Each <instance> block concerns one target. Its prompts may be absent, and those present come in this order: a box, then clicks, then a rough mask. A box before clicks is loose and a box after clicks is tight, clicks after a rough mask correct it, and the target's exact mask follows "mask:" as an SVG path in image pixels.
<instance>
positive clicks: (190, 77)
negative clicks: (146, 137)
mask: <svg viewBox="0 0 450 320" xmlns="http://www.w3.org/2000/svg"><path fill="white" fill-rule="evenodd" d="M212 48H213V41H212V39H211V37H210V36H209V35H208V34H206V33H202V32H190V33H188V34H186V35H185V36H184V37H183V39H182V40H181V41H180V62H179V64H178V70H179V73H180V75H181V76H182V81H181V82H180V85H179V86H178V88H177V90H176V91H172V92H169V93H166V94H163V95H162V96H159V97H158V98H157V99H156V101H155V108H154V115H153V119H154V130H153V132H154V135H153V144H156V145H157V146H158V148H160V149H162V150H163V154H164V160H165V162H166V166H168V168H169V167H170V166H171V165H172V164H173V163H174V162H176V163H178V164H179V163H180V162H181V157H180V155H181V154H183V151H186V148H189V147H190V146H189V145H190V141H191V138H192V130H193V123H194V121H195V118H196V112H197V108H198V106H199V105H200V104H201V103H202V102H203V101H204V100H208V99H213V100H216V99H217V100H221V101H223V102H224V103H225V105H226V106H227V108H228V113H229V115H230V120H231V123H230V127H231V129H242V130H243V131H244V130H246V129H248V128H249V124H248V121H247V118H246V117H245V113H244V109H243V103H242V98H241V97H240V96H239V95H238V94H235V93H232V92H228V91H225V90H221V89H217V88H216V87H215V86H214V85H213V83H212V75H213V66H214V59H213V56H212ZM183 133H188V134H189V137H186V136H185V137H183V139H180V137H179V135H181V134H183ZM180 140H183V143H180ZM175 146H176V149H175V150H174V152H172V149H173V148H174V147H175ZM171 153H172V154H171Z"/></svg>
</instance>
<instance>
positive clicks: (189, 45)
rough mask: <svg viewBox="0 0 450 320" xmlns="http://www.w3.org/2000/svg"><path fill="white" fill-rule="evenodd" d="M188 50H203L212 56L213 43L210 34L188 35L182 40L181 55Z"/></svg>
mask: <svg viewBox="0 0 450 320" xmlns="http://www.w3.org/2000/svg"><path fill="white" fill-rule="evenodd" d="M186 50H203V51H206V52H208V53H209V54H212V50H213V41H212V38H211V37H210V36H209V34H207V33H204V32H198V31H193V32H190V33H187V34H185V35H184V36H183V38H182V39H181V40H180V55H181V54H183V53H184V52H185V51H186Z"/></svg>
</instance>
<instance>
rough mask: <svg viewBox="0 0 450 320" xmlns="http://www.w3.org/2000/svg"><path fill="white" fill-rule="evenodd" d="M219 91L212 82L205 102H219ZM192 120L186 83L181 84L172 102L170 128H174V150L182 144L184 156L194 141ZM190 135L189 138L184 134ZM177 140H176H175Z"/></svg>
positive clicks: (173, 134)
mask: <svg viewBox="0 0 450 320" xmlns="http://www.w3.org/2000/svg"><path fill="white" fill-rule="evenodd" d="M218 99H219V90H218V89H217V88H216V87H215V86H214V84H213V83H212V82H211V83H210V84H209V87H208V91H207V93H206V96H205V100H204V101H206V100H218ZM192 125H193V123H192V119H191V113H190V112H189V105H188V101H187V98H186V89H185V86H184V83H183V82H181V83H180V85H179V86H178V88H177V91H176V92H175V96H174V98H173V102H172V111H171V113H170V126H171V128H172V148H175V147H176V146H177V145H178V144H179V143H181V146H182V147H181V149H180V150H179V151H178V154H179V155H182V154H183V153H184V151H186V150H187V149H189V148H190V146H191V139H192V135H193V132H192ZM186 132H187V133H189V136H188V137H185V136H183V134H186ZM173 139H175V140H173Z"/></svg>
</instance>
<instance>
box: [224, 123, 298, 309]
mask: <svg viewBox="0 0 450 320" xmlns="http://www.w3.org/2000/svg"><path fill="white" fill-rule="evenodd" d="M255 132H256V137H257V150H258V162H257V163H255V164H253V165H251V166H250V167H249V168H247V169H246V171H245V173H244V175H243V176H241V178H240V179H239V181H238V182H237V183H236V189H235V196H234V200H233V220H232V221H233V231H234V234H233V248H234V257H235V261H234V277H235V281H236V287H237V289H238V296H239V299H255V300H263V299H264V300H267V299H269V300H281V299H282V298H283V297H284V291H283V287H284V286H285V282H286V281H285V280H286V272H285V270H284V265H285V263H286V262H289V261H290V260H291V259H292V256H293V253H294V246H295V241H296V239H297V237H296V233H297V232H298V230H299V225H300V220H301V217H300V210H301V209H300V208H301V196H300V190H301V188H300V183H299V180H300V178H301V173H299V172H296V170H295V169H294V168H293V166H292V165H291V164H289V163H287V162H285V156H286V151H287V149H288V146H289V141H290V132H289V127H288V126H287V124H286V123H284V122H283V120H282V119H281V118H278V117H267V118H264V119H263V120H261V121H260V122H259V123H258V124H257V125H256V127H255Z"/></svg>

● Work order:
What is needed is a verbatim copy of the data, complete from first line to last.

● Task output:
Each <instance> block concerns one target. Its prompts may be absent, and those present come in this order: a box, then clicks, then a rough mask. A box before clicks is loose and a box after clicks is tight, clicks after a rough mask correct it, and the target's exact mask follows "mask:" as an SVG path in image pixels.
<instance>
positive clicks: (190, 77)
negative clicks: (146, 137)
mask: <svg viewBox="0 0 450 320" xmlns="http://www.w3.org/2000/svg"><path fill="white" fill-rule="evenodd" d="M212 48H213V41H212V39H211V37H210V36H209V35H208V34H206V33H202V32H190V33H188V34H186V35H185V36H184V37H183V39H182V40H181V41H180V62H179V64H178V70H179V73H180V75H181V76H182V81H181V82H180V85H179V86H178V88H177V90H176V91H172V92H169V93H166V94H163V95H162V96H159V97H158V98H157V99H156V101H155V108H154V115H153V119H154V130H153V132H154V135H153V144H156V145H157V146H158V148H160V149H162V150H163V154H164V160H165V162H166V166H168V168H169V167H170V166H171V165H172V164H173V163H174V162H176V163H178V164H179V163H180V162H181V157H180V155H181V154H183V151H186V148H189V147H190V146H189V145H190V141H191V138H192V130H193V123H194V121H195V118H196V112H197V108H198V106H199V105H200V104H201V103H202V102H203V101H204V100H208V99H213V100H216V99H217V100H221V101H223V102H224V103H225V105H226V106H227V108H228V113H229V115H230V120H231V123H230V127H231V129H242V130H243V131H244V130H246V129H248V128H249V124H248V121H247V118H246V117H245V113H244V109H243V103H242V98H241V97H240V96H239V95H238V94H235V93H232V92H228V91H225V90H221V89H217V88H216V87H215V86H214V85H213V83H212V75H213V66H214V59H213V56H212ZM183 133H188V134H189V137H186V136H185V137H183V139H180V137H179V135H181V134H183ZM180 140H183V143H180ZM175 146H176V149H175V150H174V152H172V149H173V148H174V147H175ZM171 153H172V154H171Z"/></svg>
</instance>
<instance>
positive clicks: (189, 45)
rough mask: <svg viewBox="0 0 450 320" xmlns="http://www.w3.org/2000/svg"><path fill="white" fill-rule="evenodd" d="M188 50H203L212 56L213 43L210 34L188 35L182 40L181 55Z"/></svg>
mask: <svg viewBox="0 0 450 320" xmlns="http://www.w3.org/2000/svg"><path fill="white" fill-rule="evenodd" d="M186 50H203V51H206V52H208V53H209V54H212V50H213V41H212V38H211V37H210V36H209V34H207V33H204V32H198V31H193V32H190V33H187V34H185V35H184V36H183V38H182V39H181V40H180V55H181V54H183V53H184V52H185V51H186Z"/></svg>
</instance>
<instance>
rough mask: <svg viewBox="0 0 450 320" xmlns="http://www.w3.org/2000/svg"><path fill="white" fill-rule="evenodd" d="M219 91L212 82L205 102H219ZM192 120L186 83L181 84L172 102L170 128H174V150L182 144L184 156L194 141ZM190 135L189 138L184 134ZM177 140H176H175Z"/></svg>
positive clicks: (173, 134)
mask: <svg viewBox="0 0 450 320" xmlns="http://www.w3.org/2000/svg"><path fill="white" fill-rule="evenodd" d="M218 99H219V90H218V89H217V88H216V87H215V86H214V84H213V83H212V82H211V83H210V84H209V87H208V91H207V93H206V96H205V100H204V101H206V100H218ZM192 125H193V123H192V119H191V113H190V112H189V105H188V101H187V98H186V89H185V86H184V83H183V82H181V83H180V85H179V86H178V88H177V91H176V92H175V96H174V98H173V102H172V111H171V113H170V126H171V128H172V148H175V147H176V146H177V145H178V144H179V143H181V146H182V147H181V149H180V150H179V151H178V154H179V155H182V154H183V153H184V151H186V150H187V149H189V148H190V146H191V139H192V135H193V132H192ZM186 132H187V133H189V136H188V137H185V136H183V134H186ZM173 139H175V140H173Z"/></svg>
</instance>
<instance>
box: [224, 123, 298, 309]
mask: <svg viewBox="0 0 450 320" xmlns="http://www.w3.org/2000/svg"><path fill="white" fill-rule="evenodd" d="M255 132H256V137H257V150H258V162H257V163H255V164H253V165H251V166H250V167H249V168H247V169H246V171H245V173H244V175H243V176H241V178H240V179H239V181H238V182H237V183H236V189H235V196H234V200H233V220H232V221H233V231H234V234H233V248H234V257H235V261H234V277H235V281H236V287H237V289H238V296H239V299H255V300H263V299H264V300H267V299H269V300H281V299H282V298H283V297H284V291H283V287H284V286H285V282H286V281H285V280H286V272H285V270H284V265H285V263H286V262H289V261H290V260H291V259H292V256H293V253H294V246H295V241H296V239H297V237H296V233H297V232H298V230H299V225H300V220H301V217H300V210H301V209H300V208H301V196H300V190H301V188H300V183H299V180H300V178H301V173H299V172H296V170H295V169H294V168H293V166H292V165H291V164H289V163H287V162H285V156H286V151H287V149H288V146H289V141H290V132H289V127H288V126H287V124H286V123H284V122H283V120H282V119H281V118H278V117H267V118H264V119H263V120H261V121H260V122H259V123H258V124H257V125H256V127H255Z"/></svg>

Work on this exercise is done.